[YOUR TASK]
Lines before the one containing "Pick out every instance of the yellow t-shirt" are left out; output the rest of the data exactly, through the final line.

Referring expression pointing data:
---------------

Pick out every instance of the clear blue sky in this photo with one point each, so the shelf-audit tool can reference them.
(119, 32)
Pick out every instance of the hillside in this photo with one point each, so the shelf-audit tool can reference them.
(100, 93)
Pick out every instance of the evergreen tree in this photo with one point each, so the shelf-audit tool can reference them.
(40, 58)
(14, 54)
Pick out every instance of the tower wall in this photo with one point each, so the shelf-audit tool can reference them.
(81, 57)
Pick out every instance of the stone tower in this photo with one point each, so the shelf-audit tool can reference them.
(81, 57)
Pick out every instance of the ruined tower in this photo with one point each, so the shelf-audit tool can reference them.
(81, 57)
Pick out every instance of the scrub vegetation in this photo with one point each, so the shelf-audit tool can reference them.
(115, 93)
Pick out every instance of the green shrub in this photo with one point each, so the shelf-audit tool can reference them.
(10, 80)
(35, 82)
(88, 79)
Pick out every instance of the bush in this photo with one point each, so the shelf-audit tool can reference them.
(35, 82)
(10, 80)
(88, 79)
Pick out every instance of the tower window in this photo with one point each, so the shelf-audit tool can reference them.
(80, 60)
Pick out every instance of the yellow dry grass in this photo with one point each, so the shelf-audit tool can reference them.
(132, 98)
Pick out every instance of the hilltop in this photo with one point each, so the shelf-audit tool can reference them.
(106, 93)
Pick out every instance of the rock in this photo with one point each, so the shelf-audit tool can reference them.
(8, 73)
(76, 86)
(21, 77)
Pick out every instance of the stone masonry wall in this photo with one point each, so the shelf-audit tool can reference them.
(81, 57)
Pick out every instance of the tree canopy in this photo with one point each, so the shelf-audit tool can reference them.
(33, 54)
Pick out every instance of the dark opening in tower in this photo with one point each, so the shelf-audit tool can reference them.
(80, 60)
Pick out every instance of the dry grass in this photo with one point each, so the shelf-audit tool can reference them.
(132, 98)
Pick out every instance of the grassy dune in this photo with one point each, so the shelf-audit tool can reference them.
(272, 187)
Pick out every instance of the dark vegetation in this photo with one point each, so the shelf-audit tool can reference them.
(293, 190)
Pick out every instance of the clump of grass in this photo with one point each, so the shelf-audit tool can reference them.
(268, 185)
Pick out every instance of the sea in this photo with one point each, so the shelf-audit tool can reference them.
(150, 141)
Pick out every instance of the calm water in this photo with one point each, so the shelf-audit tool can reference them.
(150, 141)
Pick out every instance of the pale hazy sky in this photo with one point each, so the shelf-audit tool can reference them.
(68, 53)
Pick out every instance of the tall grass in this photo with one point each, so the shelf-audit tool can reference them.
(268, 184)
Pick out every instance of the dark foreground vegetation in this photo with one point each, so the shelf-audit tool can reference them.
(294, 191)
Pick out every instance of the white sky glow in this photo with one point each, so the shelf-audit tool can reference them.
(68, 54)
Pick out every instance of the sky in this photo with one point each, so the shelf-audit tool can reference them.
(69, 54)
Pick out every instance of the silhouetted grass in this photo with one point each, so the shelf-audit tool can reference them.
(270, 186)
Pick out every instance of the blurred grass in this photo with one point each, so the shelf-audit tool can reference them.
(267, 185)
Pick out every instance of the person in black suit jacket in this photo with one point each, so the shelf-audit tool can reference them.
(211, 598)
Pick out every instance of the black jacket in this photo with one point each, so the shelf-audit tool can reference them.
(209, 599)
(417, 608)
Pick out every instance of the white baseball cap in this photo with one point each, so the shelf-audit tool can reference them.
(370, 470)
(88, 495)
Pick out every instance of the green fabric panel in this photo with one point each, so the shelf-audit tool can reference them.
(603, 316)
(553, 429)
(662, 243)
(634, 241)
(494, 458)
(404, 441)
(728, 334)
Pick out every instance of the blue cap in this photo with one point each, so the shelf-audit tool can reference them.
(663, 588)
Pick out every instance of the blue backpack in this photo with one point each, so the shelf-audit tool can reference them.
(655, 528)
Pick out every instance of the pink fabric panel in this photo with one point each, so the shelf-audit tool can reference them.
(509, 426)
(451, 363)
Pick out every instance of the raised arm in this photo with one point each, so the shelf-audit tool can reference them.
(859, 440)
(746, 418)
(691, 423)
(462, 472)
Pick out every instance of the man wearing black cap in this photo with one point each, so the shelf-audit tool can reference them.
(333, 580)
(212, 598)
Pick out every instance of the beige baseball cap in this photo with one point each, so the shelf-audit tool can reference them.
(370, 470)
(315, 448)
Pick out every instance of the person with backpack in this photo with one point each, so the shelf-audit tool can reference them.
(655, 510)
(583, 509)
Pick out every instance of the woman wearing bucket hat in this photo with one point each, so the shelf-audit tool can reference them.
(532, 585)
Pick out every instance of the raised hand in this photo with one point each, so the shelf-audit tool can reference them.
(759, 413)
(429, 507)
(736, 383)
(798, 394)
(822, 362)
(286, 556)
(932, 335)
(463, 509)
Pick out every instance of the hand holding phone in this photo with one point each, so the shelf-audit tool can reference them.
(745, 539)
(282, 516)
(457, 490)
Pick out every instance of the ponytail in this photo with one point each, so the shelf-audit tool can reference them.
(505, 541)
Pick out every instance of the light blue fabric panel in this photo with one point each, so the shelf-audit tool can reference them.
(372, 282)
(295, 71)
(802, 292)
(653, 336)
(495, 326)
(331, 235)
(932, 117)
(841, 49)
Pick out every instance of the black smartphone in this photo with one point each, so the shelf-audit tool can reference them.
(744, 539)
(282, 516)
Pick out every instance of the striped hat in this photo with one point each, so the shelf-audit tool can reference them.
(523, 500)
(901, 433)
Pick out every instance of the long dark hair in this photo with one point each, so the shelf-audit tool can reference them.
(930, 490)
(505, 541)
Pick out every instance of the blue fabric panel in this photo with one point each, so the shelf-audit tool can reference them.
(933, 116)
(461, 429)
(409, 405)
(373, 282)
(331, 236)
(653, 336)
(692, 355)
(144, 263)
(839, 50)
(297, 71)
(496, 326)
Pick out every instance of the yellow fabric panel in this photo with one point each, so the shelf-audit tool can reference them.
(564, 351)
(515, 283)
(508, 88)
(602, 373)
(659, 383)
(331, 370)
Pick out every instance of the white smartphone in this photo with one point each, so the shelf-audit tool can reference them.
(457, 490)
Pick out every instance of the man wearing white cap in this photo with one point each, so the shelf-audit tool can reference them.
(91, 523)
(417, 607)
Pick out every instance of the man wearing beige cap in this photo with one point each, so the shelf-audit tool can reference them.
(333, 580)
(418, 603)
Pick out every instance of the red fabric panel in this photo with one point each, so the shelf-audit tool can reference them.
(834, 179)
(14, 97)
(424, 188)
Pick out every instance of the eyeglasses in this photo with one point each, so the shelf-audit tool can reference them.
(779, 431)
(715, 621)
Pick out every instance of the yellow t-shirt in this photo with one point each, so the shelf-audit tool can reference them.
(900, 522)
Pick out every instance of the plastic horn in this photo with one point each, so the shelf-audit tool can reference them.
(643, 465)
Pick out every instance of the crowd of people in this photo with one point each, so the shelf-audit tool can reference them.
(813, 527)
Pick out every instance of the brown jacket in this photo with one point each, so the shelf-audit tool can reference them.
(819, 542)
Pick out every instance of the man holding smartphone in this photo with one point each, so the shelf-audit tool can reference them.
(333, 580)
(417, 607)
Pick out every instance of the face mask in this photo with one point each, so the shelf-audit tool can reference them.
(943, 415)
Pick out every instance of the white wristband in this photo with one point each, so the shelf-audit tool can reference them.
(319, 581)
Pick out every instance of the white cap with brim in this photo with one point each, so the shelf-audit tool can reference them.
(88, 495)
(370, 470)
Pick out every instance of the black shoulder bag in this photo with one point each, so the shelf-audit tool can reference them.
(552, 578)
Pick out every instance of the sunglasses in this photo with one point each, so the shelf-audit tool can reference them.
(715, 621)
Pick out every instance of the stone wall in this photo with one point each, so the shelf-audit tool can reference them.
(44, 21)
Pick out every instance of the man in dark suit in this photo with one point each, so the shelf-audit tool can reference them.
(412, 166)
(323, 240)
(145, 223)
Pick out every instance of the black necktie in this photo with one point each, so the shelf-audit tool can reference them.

---------------

[RESULT FOR THIS EXERCISE]
Pick out every instance of the yellow t-shirt in this photo with one point each, so the shelf-audit tool can reference them.
(900, 522)
Pick out every instance of the plastic horn in this photo with one point each, so the shelf-audit tool can reference them.
(643, 465)
Pick out every instance of the crowd of people in this photo with one point each, so the shelf-audit tool can reference them.
(813, 527)
Pick out every instance of the brown jacket in this photo with one point each, so the shelf-audit tool can reference them.
(819, 542)
Pick out every instance of the man holding smartphone in this photo with one point each, so the shelf-audit tool can reference them.
(333, 580)
(417, 607)
Pick out every instance of the face mask in this photo with one point each, so the shelf-audit tool can reference them.
(943, 415)
Pick out every instance of the white wristband in this photo with one point each, so the shelf-audit tool can reference them.
(319, 581)
Pick out every instance of the white cap with brim in this photo with one point each, so the shelf-audit tool can reference them.
(88, 495)
(370, 470)
Pick out every instance of the black shoulder bag in this photo with one point each, so the shelf-audit tool can reference them.
(552, 578)
Pick out every instance of the sunglasses in this photo with one point each, so the shelf-audit tool can reference them.
(715, 621)
Pick out every instance of the stone wall in this photo with one point each, so the shelf-audit tool can reference them.
(44, 21)
Pick out every instance of the man in dark suit in this photo with one point each, so the shelf-audit tool can reference them.
(412, 166)
(323, 240)
(145, 223)
Pick out every instance of the black necktie in this photo with one point each, so the shelf-audit tool can reference them.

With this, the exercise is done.